## Tasks to complete
A) Rewrite the paragraph of the Shantha Sakku Bai text that begins "Shantha Sakku Bai is a 1939" as a short bulleted list that keeps its main facts.
B) Please output everything in the Shantha Sakku Bai text from "Shantha Sakku Bai" down to "the main roles.", with no changes.
C) Pick up the text about the film Shantha Sakku Bai and continue it from where it stops.

## Extract to read
Shantha Sakku Bai is a 1939 Indian, Tamil-language film directed by Sundar Rao Nadkarni. The film featured K. Aswathamma, Banni Bai, K. Sarangapani, Kothamangalam Seenu, and Kothamangalam Subbu in the main roles.

== Plot ==
Sakku Bai is a devotee of Lord Krishna of Pandarpur. She is married to an innocent person who is a 'mama's boy.' The mother-in-law ill-treats Sakku Bai. Lord Krishna comes to the rescue of his devotee. In some scenes Lord Krishna himself appears as Sakku Bai and does all the household work as instructed by the mother-in-law

==Cast ==
The list is adapted from the film titles. (See External links)

Collected data
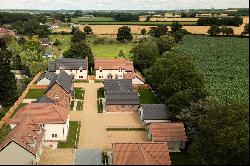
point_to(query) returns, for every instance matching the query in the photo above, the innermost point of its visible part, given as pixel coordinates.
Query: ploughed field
(224, 63)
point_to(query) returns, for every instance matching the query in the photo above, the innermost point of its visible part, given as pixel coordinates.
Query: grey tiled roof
(64, 80)
(68, 64)
(122, 98)
(156, 112)
(44, 99)
(118, 84)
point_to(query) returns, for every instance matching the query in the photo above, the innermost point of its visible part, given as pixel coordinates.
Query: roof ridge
(53, 105)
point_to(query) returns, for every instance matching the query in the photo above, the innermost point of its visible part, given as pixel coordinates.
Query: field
(111, 50)
(133, 23)
(94, 19)
(224, 63)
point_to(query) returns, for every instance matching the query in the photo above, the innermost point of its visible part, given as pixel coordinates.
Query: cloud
(121, 4)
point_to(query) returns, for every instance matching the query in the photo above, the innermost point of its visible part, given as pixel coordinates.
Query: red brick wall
(59, 95)
(122, 108)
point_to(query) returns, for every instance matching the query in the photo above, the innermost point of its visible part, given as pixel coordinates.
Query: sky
(121, 4)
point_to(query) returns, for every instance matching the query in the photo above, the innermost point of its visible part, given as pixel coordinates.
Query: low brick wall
(122, 108)
(7, 116)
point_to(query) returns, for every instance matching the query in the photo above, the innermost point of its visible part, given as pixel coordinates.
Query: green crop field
(94, 19)
(111, 50)
(224, 63)
(132, 23)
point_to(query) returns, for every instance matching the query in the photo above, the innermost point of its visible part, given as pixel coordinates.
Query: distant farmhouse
(77, 67)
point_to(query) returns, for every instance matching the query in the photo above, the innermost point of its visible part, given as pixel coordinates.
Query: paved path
(93, 132)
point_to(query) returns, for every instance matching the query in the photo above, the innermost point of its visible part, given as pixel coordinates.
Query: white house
(112, 68)
(77, 67)
(47, 78)
(23, 145)
(135, 77)
(150, 113)
(54, 119)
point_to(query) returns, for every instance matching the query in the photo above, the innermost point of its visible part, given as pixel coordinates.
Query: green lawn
(224, 63)
(73, 136)
(180, 158)
(35, 93)
(79, 106)
(79, 93)
(4, 131)
(100, 93)
(147, 97)
(75, 20)
(111, 50)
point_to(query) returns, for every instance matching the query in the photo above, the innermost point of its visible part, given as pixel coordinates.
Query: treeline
(229, 21)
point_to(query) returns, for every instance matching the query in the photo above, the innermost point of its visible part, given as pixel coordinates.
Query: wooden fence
(6, 118)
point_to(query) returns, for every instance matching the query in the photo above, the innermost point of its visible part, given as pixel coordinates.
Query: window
(54, 135)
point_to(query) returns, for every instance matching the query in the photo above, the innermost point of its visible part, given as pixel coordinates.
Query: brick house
(72, 66)
(120, 97)
(23, 144)
(61, 89)
(112, 68)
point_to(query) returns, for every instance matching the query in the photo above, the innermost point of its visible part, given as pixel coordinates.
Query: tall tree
(180, 82)
(8, 88)
(219, 133)
(145, 54)
(124, 34)
(80, 50)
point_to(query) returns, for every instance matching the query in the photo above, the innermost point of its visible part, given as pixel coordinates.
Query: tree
(143, 31)
(87, 29)
(180, 82)
(158, 31)
(124, 33)
(145, 54)
(33, 62)
(8, 88)
(148, 18)
(165, 43)
(15, 49)
(175, 26)
(80, 50)
(246, 29)
(214, 30)
(57, 42)
(219, 133)
(121, 54)
(78, 36)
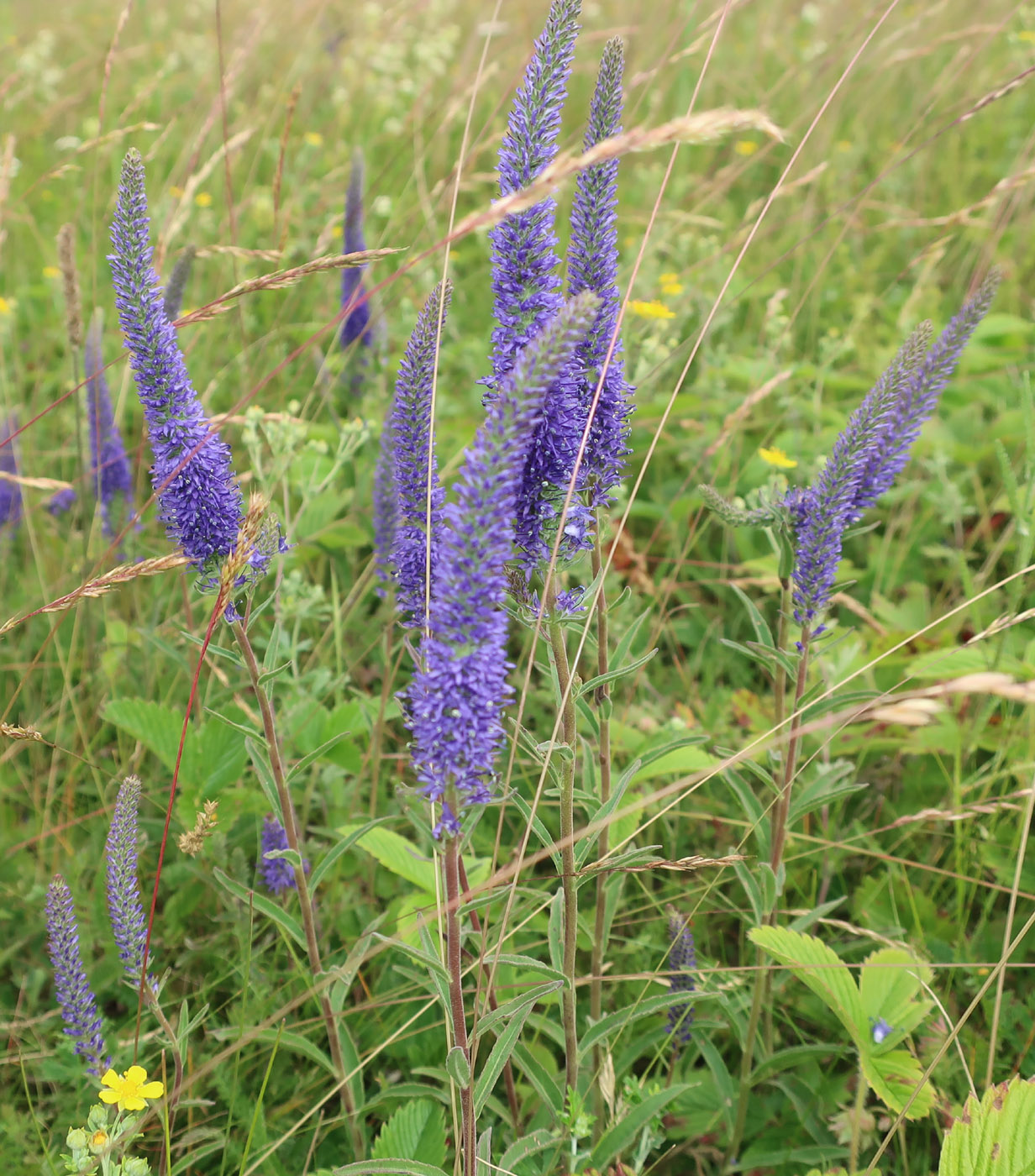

## Task-by-task answers
A)
- Title: Shantha Sakku Bai
- Year: 1939
- Language: Tamil (Indian film)
- Director: Sundar Rao Nadkarni
- Main cast: K. Aswathamma, Banni Bai, K. Sarangapani, Kothamangalam Seenu, Kothamangalam Subbu

B)
Shantha Sakku Bai is a 1939 Indian, Tamil-language film directed by Sundar Rao Nadkarni. The film featured K. Aswathamma, Banni Bai, K. Sarangapani, Kothamangalam Seenu, and Kothamangalam Subbu in the main roles.

C)
- Female cast
- K. Aswathamma as Sakku Bai
- C. Pani Bai as Mother-in-law
- K. Aranganayagi as Girija Bai
- S. S. Rajamani as Rukmini
- T. S. Krishnaveni as Kamala

- Male cast
- K. Sarangapani as Sarangapani
- Kothamangalam Seenu as Dhasari
- Kothamangalam Subbu as Father-in-law
- M. A. Ganapathy Bhatt as Sri Krishnan
- P. G. Venkatesan as Subbu Chetty
- M. R. Saminathan as Kamala's Husband

== Production ==
The film was produced under the banner Rayal Talkies Distributors Ltd. and was directed by Sundar Rao Nadkarni. A. A. Somayajulu and Kothamangalam Subbu wrote the dialogues to the story based on a Marathi folk tale. Jiten Banerji handled the cinematography while the editing was done by Sundar Rao Narkarni. Art direction was done by F. Nagoor and H. Shantharam. Audiography was handled by Dinshaw K. Tehrani. The film was produced and processed at Newtone Studios, Madras. Processing was done by Bhuban Kar. (Details from film title)

The music director Rajagopala Sarma and Director Sundar Rao Nadkarni appeared in some scenes as devotees of Lord Krishna of Pandarpur.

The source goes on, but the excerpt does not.